**TASK**
Please output every one of the rows below as a numbered list, leaving out any blank lines.

--- GIVEN DATA ---

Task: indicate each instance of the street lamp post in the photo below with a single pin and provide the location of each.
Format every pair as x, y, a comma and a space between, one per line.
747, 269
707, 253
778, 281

---

**PROBLEM SOLUTION**
1. Task: indicate each instance of the street lamp post in the photo below with a single pin and provide the location of each.
2. Format every pair as x, y, a comma and a space between, one per line.
3. 747, 269
4. 707, 253
5. 778, 281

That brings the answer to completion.